### Texto fornecido
···

Aborto espontâneo: luto no primeiro trimestre

Ter uma gestação interrompida no primeiro trimestre é bastante comum, mas isso não diminui a dor e a angústia de quem perde o bebê

Cerca de 20% das gestações terminam em aborto espontâneo

Ao completar oito semanas de gestação, a arquiteta Adriana Alves Brier, de 39 anos, descobriu que seu bebê não estava se desenvolvendo como deveria. Aconselhada por sua médica, realizou diversos exames para descobrir o que havia de errado. No terceiro ultra-som, ela recebeu a má notícia: já não existiam mais batimentos cardíacos.

De acordo com a Organização Mundial da Saúde (OMS), a perda do bebê antes da 22ª semana de gravidez é classificada como aborto espontâneo e o risco maior se dá até a 12ª semana de gestação. As causas podem ser várias: anomalias cromossômicas, problemas no colo uterino, infecções, entre outras. Adriana afirma que sua ginecologista alertou sobre o risco de ter uma gestação interrompida: “Ela até sugeriu que eu esperasse os primeiros meses para espalhar a novidade, já que na primeira gravidez é muito comum perder o bebê”, lembra.

Segundo a ginecologista e obstetra Flávia Fairbanks, especializada em Sexualidade Humana pela USP, aproximadamente 20% das gestações terminam em aborto espontâneo e, de acordo com a obstetra Anna Bertini, da Unifesp, cerca de 90% destas perdas ocorrem no primeiro trimestre. “Na metade das vezes, é por máformação genética do bebê, mas há também problemas relacionados ao útero ou hormonais”, explica Flávia.

···

### Dados registrados
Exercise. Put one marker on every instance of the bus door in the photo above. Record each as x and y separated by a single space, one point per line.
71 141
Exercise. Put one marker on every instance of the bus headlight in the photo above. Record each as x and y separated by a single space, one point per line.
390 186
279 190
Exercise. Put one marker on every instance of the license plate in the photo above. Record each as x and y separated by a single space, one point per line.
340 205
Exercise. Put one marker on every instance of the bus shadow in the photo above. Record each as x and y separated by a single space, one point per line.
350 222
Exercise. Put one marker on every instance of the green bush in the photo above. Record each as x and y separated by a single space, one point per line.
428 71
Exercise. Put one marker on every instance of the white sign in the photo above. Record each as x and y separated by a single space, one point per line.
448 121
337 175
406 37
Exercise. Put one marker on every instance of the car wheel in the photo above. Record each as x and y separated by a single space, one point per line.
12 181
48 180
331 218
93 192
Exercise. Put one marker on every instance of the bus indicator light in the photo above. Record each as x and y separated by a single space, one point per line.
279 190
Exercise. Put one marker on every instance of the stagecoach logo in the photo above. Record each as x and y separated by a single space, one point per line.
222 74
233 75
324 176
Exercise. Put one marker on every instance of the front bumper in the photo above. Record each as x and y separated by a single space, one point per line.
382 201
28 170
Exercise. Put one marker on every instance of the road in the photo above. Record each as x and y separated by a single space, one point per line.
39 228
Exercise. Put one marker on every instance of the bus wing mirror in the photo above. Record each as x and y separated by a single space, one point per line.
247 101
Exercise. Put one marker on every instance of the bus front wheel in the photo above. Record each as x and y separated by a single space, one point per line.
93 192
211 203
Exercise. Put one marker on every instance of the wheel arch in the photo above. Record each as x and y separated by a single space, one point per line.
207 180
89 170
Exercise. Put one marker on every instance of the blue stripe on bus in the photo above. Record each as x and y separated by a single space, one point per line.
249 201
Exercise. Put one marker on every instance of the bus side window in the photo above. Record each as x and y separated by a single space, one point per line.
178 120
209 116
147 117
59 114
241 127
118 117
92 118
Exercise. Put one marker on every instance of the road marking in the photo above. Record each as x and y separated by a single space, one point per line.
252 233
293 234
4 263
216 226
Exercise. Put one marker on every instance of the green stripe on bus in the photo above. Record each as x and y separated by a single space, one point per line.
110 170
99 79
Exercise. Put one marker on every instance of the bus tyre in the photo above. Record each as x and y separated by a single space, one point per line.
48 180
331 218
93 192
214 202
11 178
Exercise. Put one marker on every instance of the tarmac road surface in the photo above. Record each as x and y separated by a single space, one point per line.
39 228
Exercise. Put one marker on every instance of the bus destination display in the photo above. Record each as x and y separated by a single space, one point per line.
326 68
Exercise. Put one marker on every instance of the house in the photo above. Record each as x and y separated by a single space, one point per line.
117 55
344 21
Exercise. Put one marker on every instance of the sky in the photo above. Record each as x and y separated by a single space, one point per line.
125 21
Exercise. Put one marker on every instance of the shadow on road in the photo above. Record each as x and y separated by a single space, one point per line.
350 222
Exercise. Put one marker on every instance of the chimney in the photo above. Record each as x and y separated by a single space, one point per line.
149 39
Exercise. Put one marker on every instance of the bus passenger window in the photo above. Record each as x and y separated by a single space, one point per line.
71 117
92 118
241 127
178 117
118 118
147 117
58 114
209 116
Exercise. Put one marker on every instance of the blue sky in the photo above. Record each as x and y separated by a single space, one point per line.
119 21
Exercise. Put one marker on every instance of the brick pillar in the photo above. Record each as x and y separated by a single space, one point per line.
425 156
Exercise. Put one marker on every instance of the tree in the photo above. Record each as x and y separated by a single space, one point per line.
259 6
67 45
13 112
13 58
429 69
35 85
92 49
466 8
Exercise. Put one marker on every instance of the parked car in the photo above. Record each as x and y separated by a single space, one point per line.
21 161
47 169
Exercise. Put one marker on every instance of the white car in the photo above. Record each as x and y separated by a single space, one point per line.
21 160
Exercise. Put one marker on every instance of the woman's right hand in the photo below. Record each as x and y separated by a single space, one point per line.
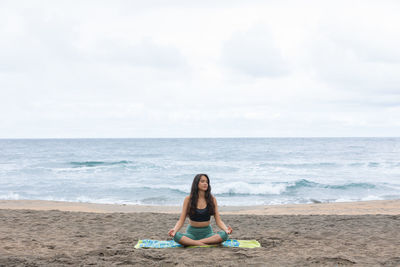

···

### Requisitos da tarefa
• A. Imprima o trecho do texto sobre aborto espontâneo que começa em "Ao completar oito" e termina em "mais batimentos cardíacos.".
• B. Liste todas as pessoas mencionadas pelo nome no texto sobre aborto espontâneo.

### Respostas do exercício
• A.
Ao completar oito semanas de gestação, a arquiteta Adriana Alves Brier, de 39 anos, descobriu que seu bebê não estava se desenvolvendo como deveria. Aconselhada por sua médica, realizou diversos exames para descobrir o que havia de errado. No terceiro ultra-som, ela recebeu a má notícia: já não existiam mais batimentos cardíacos.

• B.
Adriana Alves Brier
Flávia Fairbanks
Anna Bertini